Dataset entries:
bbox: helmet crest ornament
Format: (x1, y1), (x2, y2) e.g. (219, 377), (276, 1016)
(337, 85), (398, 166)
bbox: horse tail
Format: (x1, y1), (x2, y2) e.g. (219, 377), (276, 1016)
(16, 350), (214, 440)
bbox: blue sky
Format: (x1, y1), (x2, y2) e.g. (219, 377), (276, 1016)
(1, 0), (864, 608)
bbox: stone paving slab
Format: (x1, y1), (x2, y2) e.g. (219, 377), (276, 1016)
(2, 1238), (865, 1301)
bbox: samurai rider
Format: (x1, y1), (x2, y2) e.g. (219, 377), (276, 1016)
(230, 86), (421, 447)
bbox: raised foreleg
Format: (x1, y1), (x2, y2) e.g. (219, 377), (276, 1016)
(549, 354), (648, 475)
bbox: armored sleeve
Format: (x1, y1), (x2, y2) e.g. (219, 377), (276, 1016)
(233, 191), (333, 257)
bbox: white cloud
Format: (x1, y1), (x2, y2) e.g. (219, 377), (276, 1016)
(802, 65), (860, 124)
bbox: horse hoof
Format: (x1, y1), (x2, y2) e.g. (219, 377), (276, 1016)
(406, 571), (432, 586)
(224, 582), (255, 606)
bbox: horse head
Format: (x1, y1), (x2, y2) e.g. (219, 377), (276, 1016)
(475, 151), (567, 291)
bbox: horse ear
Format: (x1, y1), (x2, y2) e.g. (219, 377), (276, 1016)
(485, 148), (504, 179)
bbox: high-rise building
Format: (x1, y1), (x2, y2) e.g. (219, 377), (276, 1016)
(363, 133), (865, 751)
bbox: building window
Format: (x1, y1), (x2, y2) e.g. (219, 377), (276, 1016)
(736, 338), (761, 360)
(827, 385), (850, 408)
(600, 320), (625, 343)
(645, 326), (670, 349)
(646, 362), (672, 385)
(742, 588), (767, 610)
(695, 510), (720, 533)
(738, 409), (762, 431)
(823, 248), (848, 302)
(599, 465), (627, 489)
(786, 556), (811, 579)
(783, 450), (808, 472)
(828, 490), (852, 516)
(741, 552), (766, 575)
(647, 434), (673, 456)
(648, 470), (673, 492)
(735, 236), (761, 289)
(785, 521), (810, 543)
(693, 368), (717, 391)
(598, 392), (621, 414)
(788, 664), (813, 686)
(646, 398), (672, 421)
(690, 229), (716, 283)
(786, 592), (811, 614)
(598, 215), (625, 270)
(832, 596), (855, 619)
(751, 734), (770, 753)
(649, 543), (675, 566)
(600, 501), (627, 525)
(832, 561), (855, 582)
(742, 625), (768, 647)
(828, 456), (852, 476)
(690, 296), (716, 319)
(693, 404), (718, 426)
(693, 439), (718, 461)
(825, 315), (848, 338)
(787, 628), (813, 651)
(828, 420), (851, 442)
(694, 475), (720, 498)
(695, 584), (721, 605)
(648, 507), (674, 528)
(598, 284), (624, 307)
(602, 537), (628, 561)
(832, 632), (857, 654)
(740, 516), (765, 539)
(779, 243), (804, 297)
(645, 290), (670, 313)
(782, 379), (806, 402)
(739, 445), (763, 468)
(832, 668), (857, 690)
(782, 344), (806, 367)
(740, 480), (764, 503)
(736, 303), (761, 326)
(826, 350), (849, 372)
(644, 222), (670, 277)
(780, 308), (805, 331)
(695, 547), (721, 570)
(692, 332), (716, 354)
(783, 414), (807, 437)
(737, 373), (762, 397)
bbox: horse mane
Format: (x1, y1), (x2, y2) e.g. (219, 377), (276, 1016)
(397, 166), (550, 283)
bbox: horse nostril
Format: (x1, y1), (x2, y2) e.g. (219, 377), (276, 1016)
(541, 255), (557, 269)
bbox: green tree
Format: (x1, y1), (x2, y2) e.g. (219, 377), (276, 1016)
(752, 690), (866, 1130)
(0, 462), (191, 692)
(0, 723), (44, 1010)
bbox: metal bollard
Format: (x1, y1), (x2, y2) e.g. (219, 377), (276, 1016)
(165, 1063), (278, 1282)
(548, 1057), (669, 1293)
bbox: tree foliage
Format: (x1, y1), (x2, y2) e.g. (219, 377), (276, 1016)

--- HOW TO COMPLETE THIS TASK ---
From the entries above, restate word for word the lines from the line containing "bbox: horse ear" to the line containing "bbox: building window", both ends included, and nothing more.

--- ANSWER SPACE ---
bbox: horse ear
Format: (x1, y1), (x2, y2) e.g. (219, 377), (276, 1016)
(485, 148), (504, 179)
bbox: high-rise building
Format: (x1, y1), (x2, y2) e.g. (219, 377), (276, 1016)
(363, 133), (865, 751)
bbox: building window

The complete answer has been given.